> [EXERCISE DETAILS]: Under no circumstances alter the records; copy each one exactly.

Extracted records:
────────
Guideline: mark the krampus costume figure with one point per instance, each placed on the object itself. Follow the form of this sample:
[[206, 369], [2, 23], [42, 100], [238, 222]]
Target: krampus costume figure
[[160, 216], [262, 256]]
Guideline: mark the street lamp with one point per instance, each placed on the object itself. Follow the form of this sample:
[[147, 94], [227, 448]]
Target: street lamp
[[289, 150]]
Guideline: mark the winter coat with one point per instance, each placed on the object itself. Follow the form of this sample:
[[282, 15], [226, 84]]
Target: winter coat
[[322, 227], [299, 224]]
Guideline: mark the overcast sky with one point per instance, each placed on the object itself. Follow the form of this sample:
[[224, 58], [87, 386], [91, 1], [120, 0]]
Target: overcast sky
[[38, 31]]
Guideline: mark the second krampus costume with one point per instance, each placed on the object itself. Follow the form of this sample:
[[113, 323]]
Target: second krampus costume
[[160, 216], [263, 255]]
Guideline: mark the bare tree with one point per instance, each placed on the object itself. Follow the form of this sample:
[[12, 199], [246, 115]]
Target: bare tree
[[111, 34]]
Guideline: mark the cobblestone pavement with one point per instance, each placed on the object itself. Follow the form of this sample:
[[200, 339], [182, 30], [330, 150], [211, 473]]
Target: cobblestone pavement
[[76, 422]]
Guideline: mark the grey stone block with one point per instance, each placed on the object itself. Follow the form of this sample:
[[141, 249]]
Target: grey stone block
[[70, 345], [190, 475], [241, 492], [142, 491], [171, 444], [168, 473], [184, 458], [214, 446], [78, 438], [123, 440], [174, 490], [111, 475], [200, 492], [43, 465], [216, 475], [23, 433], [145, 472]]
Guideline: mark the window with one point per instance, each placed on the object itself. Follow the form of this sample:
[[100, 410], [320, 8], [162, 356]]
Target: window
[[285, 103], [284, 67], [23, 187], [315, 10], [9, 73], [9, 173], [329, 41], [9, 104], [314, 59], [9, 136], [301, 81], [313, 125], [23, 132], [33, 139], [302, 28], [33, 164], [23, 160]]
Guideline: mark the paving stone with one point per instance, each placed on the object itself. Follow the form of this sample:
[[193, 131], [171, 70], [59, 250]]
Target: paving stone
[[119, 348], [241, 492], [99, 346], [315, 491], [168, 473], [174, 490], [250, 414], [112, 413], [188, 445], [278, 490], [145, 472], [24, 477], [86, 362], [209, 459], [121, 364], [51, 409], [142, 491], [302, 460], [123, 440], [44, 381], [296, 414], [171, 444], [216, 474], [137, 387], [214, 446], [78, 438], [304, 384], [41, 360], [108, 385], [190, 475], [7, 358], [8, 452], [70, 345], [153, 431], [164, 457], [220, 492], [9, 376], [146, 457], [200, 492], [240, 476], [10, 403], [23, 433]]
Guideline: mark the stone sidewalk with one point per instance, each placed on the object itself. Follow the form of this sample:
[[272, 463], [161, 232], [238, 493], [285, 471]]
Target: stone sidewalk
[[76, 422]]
────────
> [EXERCISE RESULT]:
Guideline: mark the krampus costume figure with one point per instance, each placed on the object itself. Follow the form of this sample:
[[206, 369], [2, 23], [42, 100], [238, 222]]
Target: krampus costume figure
[[160, 216], [262, 256]]
Guideline: mark the street lamp with one point per instance, each placed on the object itself. Follow the form of this sample:
[[147, 94], [227, 448]]
Target: street lamp
[[289, 150]]
Guideline: mark the winter coat with one point per instance, each placed on the object itself. Follow the form of this sample:
[[282, 15], [226, 84]]
Target: winter coat
[[322, 227], [299, 224]]
Guideline: mark the overcast sky with one point per instance, each placed on the object itself. Follow the form of this sample:
[[224, 58], [87, 386], [91, 1], [120, 0]]
Target: overcast sky
[[38, 31]]
Guideline: mark the second krampus costume with one point per instance, each placed on the object itself. Follow the form of this sample:
[[113, 323]]
Target: second krampus costume
[[160, 216], [263, 255]]
Guideline: mark the bare tree with one point per instance, each placed on the object itself. Follow the form of this sample:
[[12, 199], [246, 115]]
Target: bare tree
[[111, 34]]
Guideline: mark the cobblestone pavement with one point per instance, each placed on the object itself. Follow the form of this sample:
[[200, 339], [182, 30], [330, 150], [211, 473]]
Target: cobblestone pavement
[[76, 422]]
Guideline: mark the grey stone block with one point per instance, each placed on the object itself. Follow the form of this sample:
[[141, 249]]
Target: grey stone block
[[70, 345], [190, 475], [241, 492], [142, 491], [171, 444], [168, 473], [184, 458], [214, 446], [78, 438], [123, 440], [174, 490], [111, 475], [200, 492], [43, 465], [216, 475], [23, 433], [145, 472]]
Guideline: mark the window with one point per instance, each placed on the object itself. Follow the form of this sample:
[[100, 410], [320, 8], [162, 356]]
Target: window
[[285, 103], [284, 67], [23, 187], [315, 10], [9, 73], [9, 173], [329, 41], [9, 104], [314, 59], [9, 136], [301, 81], [313, 125], [23, 132], [33, 139], [302, 28], [33, 164], [23, 160]]
Guideline: mark the paving stone with one point per instance, each placed on the object itself. Follow the form of this sample:
[[193, 131], [171, 70], [59, 250]]
Target: paving stone
[[119, 348], [241, 492], [99, 346], [315, 491], [168, 473], [174, 490], [250, 414], [112, 413], [188, 445], [278, 490], [145, 472], [24, 477], [86, 362], [209, 459], [121, 364], [51, 409], [142, 491], [302, 460], [123, 440], [44, 381], [296, 414], [171, 444], [216, 474], [137, 387], [214, 446], [78, 438], [304, 384], [41, 360], [108, 385], [190, 475], [7, 358], [8, 452], [70, 345], [153, 431], [164, 457], [220, 492], [9, 376], [146, 457], [200, 492], [240, 476], [10, 403], [23, 433]]
Guideline: mark the stone sidewalk with one point per instance, each placed on the object itself. Follow the form of this sample:
[[272, 463], [161, 232], [238, 493], [285, 471]]
Target: stone sidewalk
[[76, 422]]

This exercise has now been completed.